Page extract
Re: [PATCH v6 1/4] block: add task-context bio completion infrastructure

From: Tal Zussman

Date: Mon Jun 22 2026 - 13:05:27 EST

On 6/18/26 10:26 AM, Jan Kara wrote:
> On Mon 01-06-26 13:04:41, Jan Kara wrote:
>> On Fri 29-05-26 16:46:15, Tal Zussman wrote:
>> > On 5/27/26 9:00 AM, Christoph Hellwig wrote:
>> > > On Wed, May 27, 2026 at 11:42:28AM +0200, Jan Kara wrote:
>> > >> > I ran some experiments with fio on both XFS and a raw block device. Five
>> > >> > iterations each for 60s. Results below.
>> > >> >
>> > >> > TLDR: Removing the delay doesn't significantly decrease user-visible
>> > >> > latency or otherwise improve performance, but does significantly reduce
>> > >> > throughput and increase context switches in some workloads (e.g. C).
>> > >> > I think it makes sense to leave the delay as-is. Thoughts?
>> > >>
>> > >> Thanks for the test! One question below:
>> > >
>> > > Thanks from me as well!
>> > >
>> > >>
>> > >> > Results:
>> > >> >
>> > >> > Workloads (all `uncached=1`):
>> > >> > A: rw=write bs=128k iodepth=1 ioengine=pvsync2 # XFS
>> > >> > B: rw=write bs=128k iodepth=128 ioengine=io_uring # XFS
>> > >> > C: rw=randwrite bs=4k iodepth=32 ioengine=io_uring # XFS
>> > >> > D: rw=rw 50/50 bs=64k iodepth=32 ioengine=io_uring # XFS
>> > >> > E: rw=write bs=128k iodepth=128 ioengine=io_uring # raw /dev/nvmeXn1
>> > >> > F: rw=write bs=128k iodepth=128 numjobs=4
>> > >> > + vm.dirty_bytes=64MB, vm.dirty_background_bytes=32MB # XFS
>> > >> >
>> > >> > Mean ± stddev across 5 iterations:
>> > >> >
>> > >> > metric delay=1 delay=0 delta
>> > >> > --------------------------------------------------------------
>> > >> >
>> > >> > A seq 128k qd1
>> > >> > BW (MB/s) 4333 ± 27 4374 ± 34 +0.9%
>> > >> > p99 (us) 36.2 ± 0.8 35.8 ± 0.4 -1.1%
>> > >> > p999 (us) 3260 ± 75 3228 ± 29 -1.0%
>> > >> > ctx-switches 184 k ± 59 k 3.68 M ± 65 k +1903%
>> > >> > cs / io 0.09 ± 0.03 1.86 ± 0.03 +1888%
>> > >> > avg bios/run 80.4 ± 0.6 1.1 ± 0.0 -98.7%
>> > >>
>> > >> So 1 jiffie delay is (with default HZ=1000) 1ms. That means for this load
>> > >> the completion latency should be at least 1000us but your results show p99
>> > >> latency of 36. What am I missing?

Exercise
Reproduce the patch discussion starting at "Date: Mon Jun" and ending at "delay as-is. Thoughts?", replacing "throughput" with "bandwidth". Rely solely on the patch discussion above.

Excerpts of labeled region data:
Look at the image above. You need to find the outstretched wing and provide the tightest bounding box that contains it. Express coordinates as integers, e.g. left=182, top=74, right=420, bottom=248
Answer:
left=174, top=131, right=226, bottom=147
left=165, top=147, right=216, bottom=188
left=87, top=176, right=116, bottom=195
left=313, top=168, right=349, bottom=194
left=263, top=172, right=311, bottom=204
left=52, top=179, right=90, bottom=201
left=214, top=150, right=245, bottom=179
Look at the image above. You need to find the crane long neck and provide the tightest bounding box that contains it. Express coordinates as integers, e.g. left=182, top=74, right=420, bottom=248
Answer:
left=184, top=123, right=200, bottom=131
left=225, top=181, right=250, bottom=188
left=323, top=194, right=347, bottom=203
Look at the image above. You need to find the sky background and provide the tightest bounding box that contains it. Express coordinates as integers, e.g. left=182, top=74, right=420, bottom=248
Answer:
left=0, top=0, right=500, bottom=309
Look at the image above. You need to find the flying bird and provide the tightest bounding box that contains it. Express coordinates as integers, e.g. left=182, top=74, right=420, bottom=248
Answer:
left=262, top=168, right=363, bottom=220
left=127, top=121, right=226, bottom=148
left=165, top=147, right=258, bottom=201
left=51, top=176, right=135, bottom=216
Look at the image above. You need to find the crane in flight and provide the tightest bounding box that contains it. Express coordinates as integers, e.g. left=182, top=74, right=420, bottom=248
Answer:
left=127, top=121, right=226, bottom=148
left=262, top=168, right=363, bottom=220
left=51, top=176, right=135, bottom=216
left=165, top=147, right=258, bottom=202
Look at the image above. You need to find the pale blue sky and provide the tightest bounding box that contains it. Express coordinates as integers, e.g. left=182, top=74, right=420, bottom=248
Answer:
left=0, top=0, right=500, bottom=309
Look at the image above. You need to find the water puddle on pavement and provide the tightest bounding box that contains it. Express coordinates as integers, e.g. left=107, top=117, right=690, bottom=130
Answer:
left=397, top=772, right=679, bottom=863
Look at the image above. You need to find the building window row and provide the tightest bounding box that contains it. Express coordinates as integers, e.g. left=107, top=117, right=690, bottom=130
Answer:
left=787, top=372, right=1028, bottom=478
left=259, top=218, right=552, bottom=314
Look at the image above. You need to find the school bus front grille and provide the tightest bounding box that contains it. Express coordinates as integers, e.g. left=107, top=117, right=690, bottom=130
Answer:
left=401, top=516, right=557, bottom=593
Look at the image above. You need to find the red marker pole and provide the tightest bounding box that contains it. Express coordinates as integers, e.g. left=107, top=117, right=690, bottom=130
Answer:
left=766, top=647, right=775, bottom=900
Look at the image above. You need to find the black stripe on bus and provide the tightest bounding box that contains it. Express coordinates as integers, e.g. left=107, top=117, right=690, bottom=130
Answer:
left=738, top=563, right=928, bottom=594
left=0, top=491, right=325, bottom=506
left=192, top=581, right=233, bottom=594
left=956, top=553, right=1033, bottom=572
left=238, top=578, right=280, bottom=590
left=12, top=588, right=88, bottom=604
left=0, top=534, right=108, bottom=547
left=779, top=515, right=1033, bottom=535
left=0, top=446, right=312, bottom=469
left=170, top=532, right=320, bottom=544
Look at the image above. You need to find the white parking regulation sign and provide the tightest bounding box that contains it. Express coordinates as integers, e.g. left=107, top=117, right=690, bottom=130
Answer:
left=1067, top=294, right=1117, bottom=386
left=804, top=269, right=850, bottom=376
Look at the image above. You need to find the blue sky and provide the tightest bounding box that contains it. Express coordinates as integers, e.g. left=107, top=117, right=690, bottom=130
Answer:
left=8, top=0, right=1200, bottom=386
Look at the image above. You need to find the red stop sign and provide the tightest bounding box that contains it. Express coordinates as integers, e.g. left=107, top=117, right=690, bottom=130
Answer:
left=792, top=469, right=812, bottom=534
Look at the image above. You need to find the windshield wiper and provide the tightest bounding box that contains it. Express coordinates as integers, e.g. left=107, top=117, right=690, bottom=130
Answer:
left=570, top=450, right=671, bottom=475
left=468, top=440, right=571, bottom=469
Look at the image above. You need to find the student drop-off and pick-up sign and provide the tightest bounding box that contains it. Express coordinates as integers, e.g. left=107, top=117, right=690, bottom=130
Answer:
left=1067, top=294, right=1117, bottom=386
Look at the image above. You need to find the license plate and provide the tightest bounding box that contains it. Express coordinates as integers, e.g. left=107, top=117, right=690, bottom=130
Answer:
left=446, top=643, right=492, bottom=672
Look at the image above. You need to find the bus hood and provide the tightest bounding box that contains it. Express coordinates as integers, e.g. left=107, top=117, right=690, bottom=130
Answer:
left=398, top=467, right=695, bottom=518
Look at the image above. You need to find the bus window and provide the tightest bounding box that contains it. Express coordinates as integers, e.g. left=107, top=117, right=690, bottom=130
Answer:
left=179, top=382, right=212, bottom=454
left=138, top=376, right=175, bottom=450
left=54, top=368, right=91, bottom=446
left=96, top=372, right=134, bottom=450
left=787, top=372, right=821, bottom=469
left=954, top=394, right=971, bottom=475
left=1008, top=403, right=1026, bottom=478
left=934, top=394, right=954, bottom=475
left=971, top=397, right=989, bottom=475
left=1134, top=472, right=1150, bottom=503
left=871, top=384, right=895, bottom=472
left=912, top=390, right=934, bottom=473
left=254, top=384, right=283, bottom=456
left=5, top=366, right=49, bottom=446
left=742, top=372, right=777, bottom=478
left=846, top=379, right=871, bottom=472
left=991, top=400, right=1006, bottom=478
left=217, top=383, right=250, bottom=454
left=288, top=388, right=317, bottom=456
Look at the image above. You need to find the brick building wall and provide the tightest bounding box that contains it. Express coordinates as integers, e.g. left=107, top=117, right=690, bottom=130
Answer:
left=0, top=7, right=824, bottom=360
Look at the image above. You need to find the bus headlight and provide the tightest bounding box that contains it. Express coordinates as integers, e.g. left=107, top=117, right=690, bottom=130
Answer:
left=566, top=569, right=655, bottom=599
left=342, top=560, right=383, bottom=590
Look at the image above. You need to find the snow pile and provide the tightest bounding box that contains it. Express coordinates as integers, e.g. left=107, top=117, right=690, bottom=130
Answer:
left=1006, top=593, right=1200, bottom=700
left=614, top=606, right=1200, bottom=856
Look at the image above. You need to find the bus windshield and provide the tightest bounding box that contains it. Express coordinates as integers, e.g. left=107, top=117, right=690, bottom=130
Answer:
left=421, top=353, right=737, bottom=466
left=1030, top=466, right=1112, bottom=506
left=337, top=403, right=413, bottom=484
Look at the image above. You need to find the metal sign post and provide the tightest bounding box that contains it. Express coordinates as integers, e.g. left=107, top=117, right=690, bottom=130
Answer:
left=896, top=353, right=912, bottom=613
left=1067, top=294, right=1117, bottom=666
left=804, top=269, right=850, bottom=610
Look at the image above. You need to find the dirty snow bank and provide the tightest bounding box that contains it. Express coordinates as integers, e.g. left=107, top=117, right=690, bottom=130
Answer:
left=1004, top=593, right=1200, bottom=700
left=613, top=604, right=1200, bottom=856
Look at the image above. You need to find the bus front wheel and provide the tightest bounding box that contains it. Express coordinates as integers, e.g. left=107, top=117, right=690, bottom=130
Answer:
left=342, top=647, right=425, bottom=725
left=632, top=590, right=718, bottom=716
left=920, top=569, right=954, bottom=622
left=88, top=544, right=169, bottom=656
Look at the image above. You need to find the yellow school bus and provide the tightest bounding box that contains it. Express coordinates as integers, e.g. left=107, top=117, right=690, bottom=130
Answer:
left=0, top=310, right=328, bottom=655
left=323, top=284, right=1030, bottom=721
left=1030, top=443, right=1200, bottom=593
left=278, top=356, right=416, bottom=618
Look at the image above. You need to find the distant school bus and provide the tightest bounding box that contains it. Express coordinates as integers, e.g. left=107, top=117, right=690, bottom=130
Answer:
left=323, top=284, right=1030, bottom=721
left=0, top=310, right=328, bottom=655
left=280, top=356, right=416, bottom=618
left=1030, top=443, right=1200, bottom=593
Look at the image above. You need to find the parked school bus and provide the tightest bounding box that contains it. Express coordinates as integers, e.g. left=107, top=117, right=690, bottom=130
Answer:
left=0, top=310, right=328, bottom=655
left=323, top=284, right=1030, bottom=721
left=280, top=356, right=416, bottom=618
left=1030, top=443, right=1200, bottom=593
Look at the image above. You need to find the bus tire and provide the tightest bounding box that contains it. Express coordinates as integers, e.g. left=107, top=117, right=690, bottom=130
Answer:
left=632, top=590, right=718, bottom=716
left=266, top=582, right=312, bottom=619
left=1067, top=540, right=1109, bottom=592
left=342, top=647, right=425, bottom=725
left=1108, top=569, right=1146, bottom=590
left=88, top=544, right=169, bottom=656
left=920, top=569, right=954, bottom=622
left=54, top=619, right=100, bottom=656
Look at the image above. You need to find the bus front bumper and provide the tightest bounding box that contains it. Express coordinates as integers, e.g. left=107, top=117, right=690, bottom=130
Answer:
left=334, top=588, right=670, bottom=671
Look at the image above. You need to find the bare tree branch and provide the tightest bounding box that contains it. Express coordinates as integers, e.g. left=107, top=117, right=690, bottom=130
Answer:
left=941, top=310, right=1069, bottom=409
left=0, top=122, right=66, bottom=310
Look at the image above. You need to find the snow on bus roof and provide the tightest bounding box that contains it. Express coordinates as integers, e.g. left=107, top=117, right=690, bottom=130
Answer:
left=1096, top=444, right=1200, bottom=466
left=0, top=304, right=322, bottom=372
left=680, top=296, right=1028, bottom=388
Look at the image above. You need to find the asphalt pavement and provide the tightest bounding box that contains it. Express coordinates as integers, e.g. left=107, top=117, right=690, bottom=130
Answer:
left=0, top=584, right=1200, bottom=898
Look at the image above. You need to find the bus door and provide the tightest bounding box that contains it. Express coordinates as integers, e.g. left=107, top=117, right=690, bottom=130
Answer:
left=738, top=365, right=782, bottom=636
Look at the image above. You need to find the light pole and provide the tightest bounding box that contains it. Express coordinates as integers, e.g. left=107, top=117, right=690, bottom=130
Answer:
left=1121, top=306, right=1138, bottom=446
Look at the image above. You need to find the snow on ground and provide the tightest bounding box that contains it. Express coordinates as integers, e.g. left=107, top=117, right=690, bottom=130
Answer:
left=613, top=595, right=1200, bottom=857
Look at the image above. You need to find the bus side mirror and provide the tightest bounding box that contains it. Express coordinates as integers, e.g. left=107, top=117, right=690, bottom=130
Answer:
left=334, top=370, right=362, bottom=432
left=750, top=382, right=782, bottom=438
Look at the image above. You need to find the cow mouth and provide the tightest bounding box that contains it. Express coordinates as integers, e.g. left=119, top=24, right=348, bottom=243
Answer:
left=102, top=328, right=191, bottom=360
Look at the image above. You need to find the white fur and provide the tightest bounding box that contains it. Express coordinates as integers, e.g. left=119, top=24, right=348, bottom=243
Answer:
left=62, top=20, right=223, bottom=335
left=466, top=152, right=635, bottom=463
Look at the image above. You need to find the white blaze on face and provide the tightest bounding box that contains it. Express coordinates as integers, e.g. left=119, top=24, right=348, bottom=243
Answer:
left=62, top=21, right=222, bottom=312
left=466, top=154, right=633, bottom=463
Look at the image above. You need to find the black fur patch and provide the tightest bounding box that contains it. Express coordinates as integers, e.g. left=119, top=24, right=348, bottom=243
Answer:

Reply to the task
Date: Mon Jun 22 2026 - 13:05:27 EST

On 6/18/26 10:26 AM, Jan Kara wrote:
> On Mon 01-06-26 13:04:41, Jan Kara wrote:
>> On Fri 29-05-26 16:46:15, Tal Zussman wrote:
>> > On 5/27/26 9:00 AM, Christoph Hellwig wrote:
>> > > On Wed, May 27, 2026 at 11:42:28AM +0200, Jan Kara wrote:
>> > >> > I ran some experiments with fio on both XFS and a raw block device. Five
>> > >> > iterations each for 60s. Results below.
>> > >> >
>> > >> > TLDR: Removing the delay doesn't significantly decrease user-visible
>> > >> > latency or otherwise improve performance, but does significantly reduce
>> > >> > bandwidth and increase context switches in some workloads (e.g. C).
>> > >> > I think it makes sense to leave the delay as-is. Thoughts?